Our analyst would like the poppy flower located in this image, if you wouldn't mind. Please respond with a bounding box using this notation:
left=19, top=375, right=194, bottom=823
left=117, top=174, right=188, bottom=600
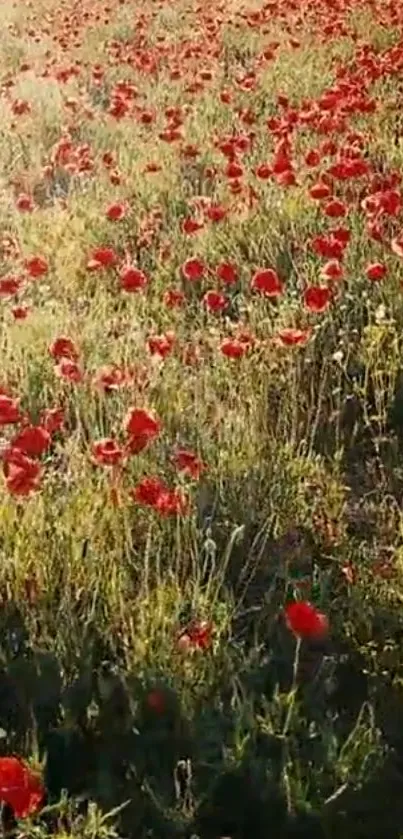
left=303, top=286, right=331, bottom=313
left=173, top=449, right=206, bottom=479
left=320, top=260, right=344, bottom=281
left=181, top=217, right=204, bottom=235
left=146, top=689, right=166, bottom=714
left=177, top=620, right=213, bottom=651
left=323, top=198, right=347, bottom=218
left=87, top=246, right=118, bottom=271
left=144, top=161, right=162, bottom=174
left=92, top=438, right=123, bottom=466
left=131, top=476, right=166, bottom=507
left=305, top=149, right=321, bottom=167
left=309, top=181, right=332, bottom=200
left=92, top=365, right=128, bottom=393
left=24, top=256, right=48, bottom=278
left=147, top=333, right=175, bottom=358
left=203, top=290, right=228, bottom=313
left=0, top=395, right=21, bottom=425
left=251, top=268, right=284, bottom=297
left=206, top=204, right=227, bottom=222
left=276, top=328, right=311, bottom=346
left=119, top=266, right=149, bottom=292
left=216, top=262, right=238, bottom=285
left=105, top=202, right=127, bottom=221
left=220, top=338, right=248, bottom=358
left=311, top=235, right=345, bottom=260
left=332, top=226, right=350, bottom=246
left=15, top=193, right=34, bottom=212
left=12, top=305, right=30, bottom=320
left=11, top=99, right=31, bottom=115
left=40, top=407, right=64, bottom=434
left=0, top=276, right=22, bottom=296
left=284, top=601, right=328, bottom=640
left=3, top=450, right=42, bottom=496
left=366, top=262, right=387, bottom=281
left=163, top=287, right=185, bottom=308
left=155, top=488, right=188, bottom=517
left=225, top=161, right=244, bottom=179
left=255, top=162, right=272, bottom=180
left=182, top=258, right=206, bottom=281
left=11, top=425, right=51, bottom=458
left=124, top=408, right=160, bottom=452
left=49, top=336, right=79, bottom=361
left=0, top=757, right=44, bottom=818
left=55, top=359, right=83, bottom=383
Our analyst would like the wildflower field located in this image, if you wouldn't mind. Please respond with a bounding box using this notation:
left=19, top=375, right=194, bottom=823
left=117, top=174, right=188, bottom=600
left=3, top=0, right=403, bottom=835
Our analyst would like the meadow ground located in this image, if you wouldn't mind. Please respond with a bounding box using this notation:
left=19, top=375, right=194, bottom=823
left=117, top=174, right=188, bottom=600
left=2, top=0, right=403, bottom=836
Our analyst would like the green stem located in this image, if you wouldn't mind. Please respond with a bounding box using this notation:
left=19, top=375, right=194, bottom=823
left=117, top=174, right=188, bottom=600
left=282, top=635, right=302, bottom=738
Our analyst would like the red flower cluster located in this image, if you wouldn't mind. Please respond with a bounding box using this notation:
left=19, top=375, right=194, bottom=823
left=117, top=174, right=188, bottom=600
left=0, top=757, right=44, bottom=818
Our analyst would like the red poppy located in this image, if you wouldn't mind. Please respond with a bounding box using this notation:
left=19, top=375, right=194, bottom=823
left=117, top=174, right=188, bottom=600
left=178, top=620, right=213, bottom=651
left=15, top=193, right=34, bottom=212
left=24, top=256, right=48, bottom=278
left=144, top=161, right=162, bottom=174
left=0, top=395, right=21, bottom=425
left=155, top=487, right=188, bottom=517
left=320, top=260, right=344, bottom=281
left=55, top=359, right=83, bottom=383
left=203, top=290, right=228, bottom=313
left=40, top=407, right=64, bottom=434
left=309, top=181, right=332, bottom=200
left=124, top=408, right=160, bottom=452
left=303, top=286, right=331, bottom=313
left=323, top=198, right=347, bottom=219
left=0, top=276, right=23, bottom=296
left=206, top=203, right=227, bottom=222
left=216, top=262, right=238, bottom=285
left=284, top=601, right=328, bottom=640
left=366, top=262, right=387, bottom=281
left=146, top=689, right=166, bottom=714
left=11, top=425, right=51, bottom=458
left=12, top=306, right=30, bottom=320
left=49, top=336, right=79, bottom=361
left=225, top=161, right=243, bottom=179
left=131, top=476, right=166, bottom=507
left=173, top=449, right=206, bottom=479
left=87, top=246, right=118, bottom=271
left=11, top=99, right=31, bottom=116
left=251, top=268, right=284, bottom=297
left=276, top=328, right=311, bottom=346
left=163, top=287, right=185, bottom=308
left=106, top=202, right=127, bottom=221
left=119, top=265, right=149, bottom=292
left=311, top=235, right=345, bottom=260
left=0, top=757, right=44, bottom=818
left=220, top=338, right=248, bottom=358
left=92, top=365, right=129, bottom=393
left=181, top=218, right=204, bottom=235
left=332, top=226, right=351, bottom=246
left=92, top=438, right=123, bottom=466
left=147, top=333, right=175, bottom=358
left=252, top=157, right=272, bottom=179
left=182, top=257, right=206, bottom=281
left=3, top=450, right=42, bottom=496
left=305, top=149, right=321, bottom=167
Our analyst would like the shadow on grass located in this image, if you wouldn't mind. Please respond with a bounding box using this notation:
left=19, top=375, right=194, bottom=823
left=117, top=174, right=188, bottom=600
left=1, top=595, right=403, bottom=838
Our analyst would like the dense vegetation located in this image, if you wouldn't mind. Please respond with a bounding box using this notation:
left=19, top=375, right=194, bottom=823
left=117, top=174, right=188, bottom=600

————

Assigned task |
From the records above, pull every line that has the string "poppy" and copy it.

Result below |
Our analyst would like the poppy flower located in this image, if you wouldn't mind. Please respond with a bounding box using this notation:
Our analyst would like the red poppy located in this image, if you wouldn't mind. Please respond with a bounding box using this notation:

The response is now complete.